Skip to main content

Signals concepts

Signals introduces a new set of data governance concepts to Snowplow. As with schemas for Snowplow event data, Signals components are strictly defined, structured, and versioned.

Signals has three main configurable components:

  • Attribute groups, for defining and calculating attributes
  • Services, for consuming calculated attributes in your applications
  • Interventions, for consuming calculated attributes and triggering actions in your applications

Attribute groups are where you define the behavioral data you want to calculate. Each attribute group contains multiple attributes - the specific facts about user behavior you want to measure or take action on - along with the configuration that defines how to calculate them, and from what data. Attributes can only be defined within attribute groups; they are effectively properties of the attribute group.

To use attributes to trigger actions such as in-app messages, discounts, or personalized journeys, use services or interventions.

Services provide a stable interface layer between your calculated attributes and your applications. Each service can contain multiple attribute groups, pinned to specific versions. You'd build the logic within your application for how to use the retrieved attributes. Interventions are a separate abstraction for defining when to trigger actions in your application.

Detailed Signals architecture showing how attribute groups, services, and interventions connect to the Profiles Store

Attribute groups

Attribute groups are where you define the data you want to calculate. Each attribute group is a versioned collection that specifies:

  • The attributes to calculate - the specific behavioral facts about users
  • The data source - whether to calculate from the real-time stream, or in batch from the warehouse
  • The attribute key that provides the analytical context
  • Other metadata such as description or owner

Types of attribute

Attributes describe what kind of calculation to perform, and what event data to evaluate. They can only exist within attribute groups.

Attributes can be categorized into four main types, depending on the type of user behavior you want to understand:

TypeDescriptionExample
Time windowedActions that happened within the last X period of timeproducts_added_to_cart_last_10_min
LifetimeCalculated over all the available datatotal_product_price_clv
First touchThe first event or property that happenedfirst_mkt_source
Last touchThe most recent event or property that happenedlast_device_class

Signals includes a range of different aggregations for calculating attributes, including mean, counter, or unique_list. See the full list in the attribute configuration page.

****************************************

**Exercise task A:** Return every line of the records below that contains the word "feather", copying each line unchanged.

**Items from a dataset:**
****************************************

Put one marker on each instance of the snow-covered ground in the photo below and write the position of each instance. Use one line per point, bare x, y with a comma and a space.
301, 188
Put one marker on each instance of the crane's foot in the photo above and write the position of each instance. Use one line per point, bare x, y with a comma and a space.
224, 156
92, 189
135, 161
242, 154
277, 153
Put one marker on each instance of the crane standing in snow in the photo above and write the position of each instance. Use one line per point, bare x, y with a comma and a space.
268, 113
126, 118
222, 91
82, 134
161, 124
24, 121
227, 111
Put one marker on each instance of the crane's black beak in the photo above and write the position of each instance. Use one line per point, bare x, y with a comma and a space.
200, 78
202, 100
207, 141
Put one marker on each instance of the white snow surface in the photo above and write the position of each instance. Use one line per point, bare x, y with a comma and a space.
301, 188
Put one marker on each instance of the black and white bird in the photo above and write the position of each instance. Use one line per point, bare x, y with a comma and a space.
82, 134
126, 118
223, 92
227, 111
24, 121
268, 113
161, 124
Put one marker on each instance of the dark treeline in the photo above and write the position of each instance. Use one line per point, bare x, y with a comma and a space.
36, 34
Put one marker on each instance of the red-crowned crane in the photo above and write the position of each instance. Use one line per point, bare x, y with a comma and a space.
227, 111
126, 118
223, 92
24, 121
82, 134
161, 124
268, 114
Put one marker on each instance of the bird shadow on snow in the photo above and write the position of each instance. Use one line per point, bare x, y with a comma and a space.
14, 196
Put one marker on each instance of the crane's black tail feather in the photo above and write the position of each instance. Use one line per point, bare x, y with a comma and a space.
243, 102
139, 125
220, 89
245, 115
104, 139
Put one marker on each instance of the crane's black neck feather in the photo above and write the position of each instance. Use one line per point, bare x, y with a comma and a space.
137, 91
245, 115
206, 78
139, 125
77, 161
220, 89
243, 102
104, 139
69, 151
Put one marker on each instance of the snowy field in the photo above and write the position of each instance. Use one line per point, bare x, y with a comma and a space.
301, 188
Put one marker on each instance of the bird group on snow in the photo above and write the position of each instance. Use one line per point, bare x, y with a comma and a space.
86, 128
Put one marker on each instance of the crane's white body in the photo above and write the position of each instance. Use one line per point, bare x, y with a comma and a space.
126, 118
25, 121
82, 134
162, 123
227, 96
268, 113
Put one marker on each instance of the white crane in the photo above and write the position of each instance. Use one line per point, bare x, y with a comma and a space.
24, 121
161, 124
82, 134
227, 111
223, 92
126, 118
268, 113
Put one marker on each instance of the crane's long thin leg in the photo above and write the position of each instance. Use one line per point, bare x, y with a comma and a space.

****************************************

**Exercise task B:** From the Signals concepts page above, return the passage starting with "Signals concepts" and going on through "structured, and versioned.", copied word for word.

**Correct response A:**
Put one marker on each instance of the crane's black tail feather in the photo above and write the position of each instance. Use one line per point, bare x, y with a comma and a space.
Put one marker on each instance of the crane's black neck feather in the photo above and write the position of each instance. Use one line per point, bare x, y with a comma and a space.

**Correct response B:**
Signals concepts

Signals introduces a new set of data governance concepts to Snowplow. As with schemas for Snowplow event data, Signals components are strictly defined, structured, and versioned.